— Start of SOURCE MATERIAL —
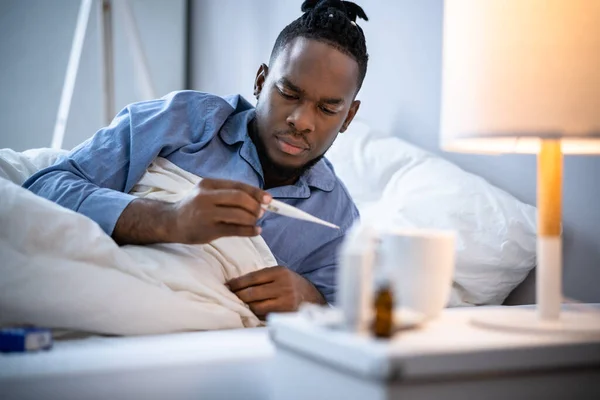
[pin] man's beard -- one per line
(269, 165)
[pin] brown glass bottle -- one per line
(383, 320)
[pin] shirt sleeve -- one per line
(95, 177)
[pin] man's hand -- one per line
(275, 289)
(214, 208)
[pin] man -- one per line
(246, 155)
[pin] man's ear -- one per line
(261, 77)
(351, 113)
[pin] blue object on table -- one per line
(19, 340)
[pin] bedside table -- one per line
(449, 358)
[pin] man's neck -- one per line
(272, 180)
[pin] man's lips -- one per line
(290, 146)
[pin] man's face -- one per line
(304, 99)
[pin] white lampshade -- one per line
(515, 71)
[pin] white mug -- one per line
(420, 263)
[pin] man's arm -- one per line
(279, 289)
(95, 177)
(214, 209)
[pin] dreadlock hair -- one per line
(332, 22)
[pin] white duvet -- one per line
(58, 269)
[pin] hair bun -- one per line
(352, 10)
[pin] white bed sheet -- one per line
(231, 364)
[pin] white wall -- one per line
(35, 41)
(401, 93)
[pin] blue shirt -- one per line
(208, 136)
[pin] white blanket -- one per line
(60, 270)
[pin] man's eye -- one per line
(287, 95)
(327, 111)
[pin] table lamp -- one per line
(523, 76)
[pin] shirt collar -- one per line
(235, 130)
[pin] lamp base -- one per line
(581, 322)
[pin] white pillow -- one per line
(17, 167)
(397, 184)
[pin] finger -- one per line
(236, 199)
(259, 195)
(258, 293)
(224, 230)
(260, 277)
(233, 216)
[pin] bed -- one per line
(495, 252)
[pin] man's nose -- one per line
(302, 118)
— End of SOURCE MATERIAL —
— Start of SOURCE MATERIAL —
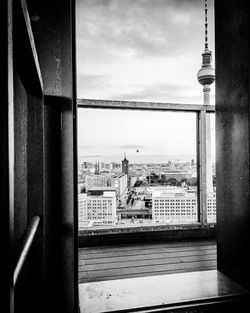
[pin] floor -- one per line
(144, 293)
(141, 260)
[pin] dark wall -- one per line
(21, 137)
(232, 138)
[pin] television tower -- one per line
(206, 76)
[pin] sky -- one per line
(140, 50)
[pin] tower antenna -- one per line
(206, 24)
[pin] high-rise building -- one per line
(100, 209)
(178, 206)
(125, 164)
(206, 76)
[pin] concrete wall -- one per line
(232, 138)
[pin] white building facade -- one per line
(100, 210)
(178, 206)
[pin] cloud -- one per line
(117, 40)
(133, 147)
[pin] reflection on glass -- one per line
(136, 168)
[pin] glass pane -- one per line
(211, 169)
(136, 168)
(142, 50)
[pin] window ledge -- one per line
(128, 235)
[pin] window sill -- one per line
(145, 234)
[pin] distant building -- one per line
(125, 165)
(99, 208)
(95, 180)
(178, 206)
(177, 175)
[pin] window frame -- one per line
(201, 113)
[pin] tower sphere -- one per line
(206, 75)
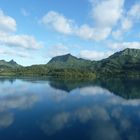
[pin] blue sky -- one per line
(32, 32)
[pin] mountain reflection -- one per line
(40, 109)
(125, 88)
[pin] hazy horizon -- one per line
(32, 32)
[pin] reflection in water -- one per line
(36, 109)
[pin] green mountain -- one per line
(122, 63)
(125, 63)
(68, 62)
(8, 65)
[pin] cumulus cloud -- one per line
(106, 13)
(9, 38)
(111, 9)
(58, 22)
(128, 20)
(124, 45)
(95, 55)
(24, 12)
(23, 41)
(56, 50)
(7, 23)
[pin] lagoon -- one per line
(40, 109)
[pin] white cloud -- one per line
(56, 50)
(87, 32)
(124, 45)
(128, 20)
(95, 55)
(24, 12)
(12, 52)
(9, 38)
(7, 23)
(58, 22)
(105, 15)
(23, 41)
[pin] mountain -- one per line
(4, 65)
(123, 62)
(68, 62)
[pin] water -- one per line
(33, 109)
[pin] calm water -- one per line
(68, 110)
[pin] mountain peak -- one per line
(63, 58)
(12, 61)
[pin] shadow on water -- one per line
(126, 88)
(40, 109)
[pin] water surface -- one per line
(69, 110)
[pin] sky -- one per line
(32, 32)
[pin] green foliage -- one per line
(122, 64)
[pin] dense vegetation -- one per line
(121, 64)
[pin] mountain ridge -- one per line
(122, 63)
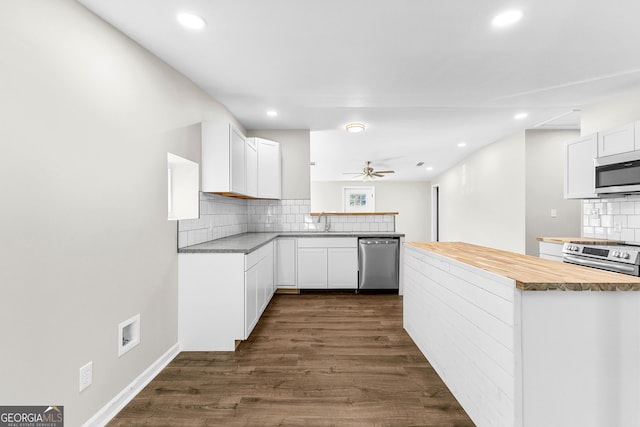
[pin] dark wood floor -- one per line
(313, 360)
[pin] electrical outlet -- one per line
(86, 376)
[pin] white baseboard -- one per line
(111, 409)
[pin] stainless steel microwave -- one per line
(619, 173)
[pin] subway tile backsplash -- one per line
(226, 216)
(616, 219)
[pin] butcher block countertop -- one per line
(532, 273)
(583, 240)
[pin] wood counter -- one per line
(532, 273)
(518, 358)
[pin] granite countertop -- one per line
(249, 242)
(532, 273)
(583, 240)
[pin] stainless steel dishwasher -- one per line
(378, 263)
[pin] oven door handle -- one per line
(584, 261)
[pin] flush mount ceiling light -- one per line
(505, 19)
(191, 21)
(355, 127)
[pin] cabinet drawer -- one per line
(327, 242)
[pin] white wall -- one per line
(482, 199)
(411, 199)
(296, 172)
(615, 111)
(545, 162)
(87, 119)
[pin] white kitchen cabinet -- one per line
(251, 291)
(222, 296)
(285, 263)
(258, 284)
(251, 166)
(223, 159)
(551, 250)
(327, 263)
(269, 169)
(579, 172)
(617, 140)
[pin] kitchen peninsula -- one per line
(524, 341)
— End of SOURCE MATERIAL —
— Start of SOURCE MATERIAL —
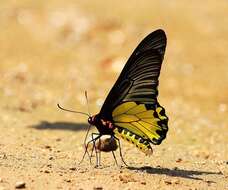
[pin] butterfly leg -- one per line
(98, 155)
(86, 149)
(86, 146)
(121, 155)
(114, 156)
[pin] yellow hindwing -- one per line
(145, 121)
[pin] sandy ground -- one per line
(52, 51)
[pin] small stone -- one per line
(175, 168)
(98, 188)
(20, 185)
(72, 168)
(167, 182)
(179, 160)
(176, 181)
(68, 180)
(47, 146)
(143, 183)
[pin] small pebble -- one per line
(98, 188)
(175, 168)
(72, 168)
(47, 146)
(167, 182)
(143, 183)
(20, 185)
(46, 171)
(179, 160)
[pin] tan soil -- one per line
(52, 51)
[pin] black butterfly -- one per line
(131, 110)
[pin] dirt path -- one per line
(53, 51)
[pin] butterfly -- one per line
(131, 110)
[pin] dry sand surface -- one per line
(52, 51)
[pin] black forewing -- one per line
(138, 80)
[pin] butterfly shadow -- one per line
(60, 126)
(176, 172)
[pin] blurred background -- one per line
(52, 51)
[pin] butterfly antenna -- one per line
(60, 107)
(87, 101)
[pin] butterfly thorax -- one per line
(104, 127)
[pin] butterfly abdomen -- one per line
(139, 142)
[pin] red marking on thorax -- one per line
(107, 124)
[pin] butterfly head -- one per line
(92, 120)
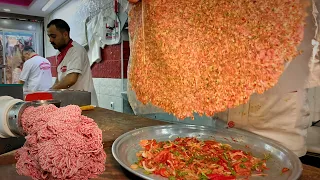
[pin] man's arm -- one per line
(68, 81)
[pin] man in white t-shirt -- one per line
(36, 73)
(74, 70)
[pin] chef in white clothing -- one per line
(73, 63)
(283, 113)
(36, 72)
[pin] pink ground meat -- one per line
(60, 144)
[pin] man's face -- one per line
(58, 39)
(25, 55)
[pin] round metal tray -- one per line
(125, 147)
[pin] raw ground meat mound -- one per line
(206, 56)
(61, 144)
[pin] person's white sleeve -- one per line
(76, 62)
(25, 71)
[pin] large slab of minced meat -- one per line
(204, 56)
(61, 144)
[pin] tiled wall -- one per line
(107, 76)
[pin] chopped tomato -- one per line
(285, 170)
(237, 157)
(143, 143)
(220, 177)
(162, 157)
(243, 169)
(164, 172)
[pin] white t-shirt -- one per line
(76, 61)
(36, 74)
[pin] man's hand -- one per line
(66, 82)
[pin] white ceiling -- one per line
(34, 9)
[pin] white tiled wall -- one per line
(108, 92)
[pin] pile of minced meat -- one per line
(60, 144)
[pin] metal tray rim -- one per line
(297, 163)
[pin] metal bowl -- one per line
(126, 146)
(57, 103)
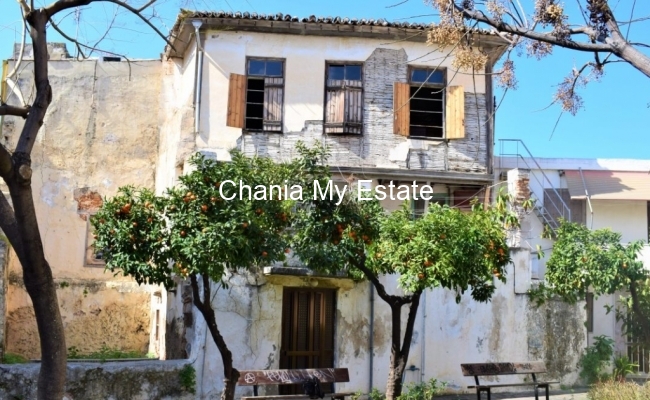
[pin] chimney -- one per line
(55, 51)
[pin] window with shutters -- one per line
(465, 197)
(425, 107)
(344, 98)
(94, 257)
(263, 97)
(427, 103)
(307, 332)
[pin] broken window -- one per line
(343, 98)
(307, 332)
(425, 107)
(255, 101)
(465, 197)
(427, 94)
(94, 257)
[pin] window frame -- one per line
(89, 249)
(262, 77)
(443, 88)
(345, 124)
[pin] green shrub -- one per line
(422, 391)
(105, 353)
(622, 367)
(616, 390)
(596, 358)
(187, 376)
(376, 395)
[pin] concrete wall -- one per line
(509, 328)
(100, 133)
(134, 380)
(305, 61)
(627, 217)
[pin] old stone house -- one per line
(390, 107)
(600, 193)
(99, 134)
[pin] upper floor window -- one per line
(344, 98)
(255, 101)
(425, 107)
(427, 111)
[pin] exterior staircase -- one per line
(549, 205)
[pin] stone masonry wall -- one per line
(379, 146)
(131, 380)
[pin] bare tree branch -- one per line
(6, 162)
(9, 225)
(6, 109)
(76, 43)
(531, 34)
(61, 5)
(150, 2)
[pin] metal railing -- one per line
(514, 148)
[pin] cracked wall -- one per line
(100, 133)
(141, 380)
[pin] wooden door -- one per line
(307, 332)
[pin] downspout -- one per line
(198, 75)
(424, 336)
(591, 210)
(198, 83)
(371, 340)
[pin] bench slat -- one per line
— End of SOURCE MATERIAL —
#### [TASK TO CARRY OUT]
Tally the lines in the data above that contain the string "stone", and give only the number.

#### [RESPONSE TO THE TASK]
3